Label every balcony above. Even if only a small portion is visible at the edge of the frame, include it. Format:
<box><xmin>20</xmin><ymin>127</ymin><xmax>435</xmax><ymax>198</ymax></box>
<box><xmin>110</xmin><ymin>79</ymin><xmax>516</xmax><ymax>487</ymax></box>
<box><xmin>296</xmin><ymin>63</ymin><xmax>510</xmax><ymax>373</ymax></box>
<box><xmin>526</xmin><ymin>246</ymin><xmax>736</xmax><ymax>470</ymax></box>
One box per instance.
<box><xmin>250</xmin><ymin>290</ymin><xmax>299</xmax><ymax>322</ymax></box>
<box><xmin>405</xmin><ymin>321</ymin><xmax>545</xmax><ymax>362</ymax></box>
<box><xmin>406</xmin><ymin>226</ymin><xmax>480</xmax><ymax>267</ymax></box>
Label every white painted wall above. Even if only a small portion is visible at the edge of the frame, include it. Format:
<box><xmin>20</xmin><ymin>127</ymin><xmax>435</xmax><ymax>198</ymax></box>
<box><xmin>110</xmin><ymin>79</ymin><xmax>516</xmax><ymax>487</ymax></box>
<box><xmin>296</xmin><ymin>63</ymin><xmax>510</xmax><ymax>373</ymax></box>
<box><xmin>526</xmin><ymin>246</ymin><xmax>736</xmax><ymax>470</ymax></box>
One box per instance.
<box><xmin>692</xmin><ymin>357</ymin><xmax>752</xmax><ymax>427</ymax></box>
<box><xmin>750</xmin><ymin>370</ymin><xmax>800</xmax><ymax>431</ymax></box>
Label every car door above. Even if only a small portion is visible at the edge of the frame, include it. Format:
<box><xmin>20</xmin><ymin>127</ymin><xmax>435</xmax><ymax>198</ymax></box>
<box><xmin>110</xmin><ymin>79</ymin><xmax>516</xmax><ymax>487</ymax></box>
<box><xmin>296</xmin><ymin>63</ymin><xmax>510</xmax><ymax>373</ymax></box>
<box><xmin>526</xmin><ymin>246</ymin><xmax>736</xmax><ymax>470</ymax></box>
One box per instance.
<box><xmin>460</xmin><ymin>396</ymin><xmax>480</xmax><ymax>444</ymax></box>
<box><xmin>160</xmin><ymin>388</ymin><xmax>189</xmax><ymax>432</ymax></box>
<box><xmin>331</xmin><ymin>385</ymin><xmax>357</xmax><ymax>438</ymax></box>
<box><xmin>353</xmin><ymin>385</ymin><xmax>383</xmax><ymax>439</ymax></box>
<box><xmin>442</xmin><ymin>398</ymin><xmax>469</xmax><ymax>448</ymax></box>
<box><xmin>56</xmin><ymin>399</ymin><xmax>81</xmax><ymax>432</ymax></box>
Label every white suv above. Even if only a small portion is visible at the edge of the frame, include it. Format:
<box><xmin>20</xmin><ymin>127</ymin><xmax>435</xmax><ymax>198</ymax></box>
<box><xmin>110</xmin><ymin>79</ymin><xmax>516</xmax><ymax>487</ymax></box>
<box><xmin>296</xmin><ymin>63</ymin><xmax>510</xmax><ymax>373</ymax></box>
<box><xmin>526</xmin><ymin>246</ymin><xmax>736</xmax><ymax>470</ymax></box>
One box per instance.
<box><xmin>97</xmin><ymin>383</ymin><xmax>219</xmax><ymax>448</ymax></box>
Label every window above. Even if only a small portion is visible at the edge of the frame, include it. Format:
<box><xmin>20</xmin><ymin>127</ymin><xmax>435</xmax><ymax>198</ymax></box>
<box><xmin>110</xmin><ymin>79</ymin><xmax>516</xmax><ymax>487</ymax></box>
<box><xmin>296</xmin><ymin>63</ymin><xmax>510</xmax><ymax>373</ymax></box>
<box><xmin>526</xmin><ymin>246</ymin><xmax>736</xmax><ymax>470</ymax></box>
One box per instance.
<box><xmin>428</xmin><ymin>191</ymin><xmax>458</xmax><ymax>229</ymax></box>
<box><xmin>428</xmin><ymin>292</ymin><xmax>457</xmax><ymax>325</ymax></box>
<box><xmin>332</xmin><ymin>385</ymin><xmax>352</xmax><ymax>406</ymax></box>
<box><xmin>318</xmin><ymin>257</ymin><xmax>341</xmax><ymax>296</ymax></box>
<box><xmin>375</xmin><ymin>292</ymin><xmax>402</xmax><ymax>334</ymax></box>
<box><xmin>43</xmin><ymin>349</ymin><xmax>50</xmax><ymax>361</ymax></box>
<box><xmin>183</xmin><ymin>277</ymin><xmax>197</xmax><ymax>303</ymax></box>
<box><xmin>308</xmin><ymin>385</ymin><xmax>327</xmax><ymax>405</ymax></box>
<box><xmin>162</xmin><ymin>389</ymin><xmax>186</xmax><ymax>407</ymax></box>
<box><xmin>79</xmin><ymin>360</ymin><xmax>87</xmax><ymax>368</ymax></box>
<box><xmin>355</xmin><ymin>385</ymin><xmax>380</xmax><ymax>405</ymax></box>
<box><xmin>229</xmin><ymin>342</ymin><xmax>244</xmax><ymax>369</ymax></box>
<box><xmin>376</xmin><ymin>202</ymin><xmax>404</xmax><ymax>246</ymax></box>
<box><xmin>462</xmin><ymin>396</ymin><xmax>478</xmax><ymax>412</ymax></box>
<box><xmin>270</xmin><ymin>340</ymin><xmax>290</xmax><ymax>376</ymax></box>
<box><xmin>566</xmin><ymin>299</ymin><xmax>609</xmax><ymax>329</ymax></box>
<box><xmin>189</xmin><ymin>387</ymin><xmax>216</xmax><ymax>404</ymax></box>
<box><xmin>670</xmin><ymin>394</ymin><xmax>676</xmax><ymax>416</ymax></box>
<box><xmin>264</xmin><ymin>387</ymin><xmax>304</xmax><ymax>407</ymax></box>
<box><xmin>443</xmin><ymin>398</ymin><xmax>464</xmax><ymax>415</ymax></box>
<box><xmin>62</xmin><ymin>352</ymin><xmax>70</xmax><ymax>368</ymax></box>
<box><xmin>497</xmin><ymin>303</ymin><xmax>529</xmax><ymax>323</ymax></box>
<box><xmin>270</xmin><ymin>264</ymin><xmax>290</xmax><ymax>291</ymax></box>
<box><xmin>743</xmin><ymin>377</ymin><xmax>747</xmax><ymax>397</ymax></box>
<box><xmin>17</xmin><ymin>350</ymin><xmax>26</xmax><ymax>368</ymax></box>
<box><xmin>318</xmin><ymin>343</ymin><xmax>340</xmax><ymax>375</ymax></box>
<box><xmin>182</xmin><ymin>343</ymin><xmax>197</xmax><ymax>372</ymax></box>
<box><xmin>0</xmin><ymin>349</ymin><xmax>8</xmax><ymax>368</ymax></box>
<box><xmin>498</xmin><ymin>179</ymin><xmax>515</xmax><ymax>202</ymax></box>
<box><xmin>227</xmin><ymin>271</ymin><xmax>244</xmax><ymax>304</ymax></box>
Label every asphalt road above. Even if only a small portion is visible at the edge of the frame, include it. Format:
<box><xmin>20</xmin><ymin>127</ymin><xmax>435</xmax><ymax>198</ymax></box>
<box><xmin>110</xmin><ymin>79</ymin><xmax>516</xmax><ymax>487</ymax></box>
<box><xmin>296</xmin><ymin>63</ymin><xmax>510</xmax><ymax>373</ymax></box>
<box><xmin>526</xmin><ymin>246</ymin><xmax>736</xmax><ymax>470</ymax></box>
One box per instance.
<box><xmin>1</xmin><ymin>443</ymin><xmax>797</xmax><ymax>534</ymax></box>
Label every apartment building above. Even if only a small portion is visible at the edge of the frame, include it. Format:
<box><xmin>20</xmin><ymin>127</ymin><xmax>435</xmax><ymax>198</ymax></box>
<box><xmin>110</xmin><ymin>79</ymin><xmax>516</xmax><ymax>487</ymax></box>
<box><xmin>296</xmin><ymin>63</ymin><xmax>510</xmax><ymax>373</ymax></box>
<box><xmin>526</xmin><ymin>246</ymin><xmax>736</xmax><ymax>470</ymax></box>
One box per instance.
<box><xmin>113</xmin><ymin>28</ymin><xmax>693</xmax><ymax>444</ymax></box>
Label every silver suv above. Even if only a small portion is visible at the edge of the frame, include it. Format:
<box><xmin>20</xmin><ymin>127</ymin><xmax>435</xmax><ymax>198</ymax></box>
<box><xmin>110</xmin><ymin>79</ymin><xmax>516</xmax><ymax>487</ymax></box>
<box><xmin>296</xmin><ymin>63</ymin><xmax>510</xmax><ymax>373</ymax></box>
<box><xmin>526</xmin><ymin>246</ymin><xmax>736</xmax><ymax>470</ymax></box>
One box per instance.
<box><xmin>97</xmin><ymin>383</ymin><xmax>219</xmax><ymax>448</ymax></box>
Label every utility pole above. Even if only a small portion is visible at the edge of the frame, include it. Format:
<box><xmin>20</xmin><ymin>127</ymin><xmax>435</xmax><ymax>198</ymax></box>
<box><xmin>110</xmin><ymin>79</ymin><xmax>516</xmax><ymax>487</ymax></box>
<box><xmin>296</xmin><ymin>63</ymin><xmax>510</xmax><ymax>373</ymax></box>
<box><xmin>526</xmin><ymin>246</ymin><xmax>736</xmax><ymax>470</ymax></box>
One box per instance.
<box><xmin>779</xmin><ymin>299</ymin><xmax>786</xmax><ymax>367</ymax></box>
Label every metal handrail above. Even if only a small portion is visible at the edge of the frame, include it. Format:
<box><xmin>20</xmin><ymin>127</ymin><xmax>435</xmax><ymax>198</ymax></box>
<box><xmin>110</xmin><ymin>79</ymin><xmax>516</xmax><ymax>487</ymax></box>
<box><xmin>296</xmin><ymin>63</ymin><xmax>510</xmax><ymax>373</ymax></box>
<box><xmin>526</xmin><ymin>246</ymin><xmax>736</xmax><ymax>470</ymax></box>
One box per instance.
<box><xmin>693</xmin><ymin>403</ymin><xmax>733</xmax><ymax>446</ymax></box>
--- --- ---
Say how many lines in the listing above hold "edge". Give the number only.

10